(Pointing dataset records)
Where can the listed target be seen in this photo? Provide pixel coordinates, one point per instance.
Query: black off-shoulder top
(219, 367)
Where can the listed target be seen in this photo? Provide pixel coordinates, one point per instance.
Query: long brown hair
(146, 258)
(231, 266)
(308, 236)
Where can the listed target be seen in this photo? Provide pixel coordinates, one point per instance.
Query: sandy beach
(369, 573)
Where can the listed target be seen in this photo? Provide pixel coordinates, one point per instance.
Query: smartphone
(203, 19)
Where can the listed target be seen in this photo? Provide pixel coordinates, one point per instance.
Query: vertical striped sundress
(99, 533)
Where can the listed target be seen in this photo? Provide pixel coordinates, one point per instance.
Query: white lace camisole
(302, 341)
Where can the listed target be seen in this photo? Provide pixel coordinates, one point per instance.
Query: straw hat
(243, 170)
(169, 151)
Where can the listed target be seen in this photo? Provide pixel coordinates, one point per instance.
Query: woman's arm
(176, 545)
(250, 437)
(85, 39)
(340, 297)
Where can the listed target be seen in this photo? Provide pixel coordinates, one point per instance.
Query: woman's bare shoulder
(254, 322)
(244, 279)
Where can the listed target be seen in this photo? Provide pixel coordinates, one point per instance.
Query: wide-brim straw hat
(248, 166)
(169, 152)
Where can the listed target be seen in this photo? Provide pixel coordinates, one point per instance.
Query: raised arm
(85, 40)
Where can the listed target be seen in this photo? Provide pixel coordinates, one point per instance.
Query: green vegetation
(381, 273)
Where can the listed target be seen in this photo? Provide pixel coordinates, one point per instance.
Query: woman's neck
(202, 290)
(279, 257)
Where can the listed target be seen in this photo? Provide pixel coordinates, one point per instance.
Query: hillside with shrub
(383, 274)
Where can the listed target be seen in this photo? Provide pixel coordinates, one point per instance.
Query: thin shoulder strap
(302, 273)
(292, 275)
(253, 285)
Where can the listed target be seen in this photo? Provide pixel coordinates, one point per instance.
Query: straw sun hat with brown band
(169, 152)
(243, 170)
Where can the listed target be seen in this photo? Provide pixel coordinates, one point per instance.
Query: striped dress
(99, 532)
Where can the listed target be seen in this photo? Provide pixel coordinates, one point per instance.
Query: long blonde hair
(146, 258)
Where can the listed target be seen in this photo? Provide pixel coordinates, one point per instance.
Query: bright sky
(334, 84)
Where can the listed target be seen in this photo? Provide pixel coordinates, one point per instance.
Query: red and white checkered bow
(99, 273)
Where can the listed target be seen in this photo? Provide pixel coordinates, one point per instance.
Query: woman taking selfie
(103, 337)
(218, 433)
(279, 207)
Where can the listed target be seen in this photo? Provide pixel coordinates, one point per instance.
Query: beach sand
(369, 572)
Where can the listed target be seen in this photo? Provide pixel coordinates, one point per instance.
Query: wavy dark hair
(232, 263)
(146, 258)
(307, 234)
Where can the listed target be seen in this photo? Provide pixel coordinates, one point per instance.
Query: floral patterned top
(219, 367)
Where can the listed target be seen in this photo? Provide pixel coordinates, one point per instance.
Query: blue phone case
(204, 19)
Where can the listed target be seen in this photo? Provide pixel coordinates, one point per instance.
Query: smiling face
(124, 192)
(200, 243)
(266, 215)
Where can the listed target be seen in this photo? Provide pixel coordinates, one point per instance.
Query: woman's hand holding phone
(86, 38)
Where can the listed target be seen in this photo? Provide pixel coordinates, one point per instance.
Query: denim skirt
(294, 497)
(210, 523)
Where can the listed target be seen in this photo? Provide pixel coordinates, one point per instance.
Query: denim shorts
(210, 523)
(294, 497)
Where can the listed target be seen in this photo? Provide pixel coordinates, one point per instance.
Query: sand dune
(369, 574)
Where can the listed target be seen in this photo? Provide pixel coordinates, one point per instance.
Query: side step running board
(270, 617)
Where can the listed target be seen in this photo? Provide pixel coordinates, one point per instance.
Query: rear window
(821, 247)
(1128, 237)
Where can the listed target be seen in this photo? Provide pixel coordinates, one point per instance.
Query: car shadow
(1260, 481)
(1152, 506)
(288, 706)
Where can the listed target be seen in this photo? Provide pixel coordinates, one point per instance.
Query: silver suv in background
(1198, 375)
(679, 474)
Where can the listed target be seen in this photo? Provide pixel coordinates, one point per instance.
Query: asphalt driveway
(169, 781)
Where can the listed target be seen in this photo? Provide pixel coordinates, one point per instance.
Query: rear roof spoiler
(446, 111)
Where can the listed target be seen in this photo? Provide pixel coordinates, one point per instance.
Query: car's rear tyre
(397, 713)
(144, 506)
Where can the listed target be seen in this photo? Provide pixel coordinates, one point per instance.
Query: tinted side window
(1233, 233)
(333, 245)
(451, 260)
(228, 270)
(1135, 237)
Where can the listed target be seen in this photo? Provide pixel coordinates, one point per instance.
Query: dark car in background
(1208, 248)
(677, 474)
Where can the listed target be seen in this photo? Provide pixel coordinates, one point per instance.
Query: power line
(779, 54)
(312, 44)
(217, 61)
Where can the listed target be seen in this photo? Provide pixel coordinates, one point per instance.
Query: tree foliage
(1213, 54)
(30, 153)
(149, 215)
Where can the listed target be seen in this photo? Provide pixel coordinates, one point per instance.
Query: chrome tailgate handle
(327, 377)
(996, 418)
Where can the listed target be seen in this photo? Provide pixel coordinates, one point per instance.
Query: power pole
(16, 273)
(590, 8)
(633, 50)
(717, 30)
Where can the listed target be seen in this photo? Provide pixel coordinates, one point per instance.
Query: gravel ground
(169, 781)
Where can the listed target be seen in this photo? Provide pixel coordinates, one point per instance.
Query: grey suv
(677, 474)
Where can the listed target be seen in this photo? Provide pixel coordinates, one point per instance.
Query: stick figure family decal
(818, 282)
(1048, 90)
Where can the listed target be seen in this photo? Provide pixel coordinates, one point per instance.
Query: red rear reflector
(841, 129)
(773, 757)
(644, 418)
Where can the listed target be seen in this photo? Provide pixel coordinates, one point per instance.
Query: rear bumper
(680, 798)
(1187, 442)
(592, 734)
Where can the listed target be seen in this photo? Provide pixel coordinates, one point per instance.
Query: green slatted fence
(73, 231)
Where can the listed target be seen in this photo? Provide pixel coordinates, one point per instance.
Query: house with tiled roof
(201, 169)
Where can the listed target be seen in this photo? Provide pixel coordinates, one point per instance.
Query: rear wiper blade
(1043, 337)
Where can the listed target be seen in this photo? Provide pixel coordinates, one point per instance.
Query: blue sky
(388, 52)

> _Objective_:
Please gather each line in the records above that contains the word "dark". Case counts.

> _Result_:
Query: wavy dark hair
Query: dark car in background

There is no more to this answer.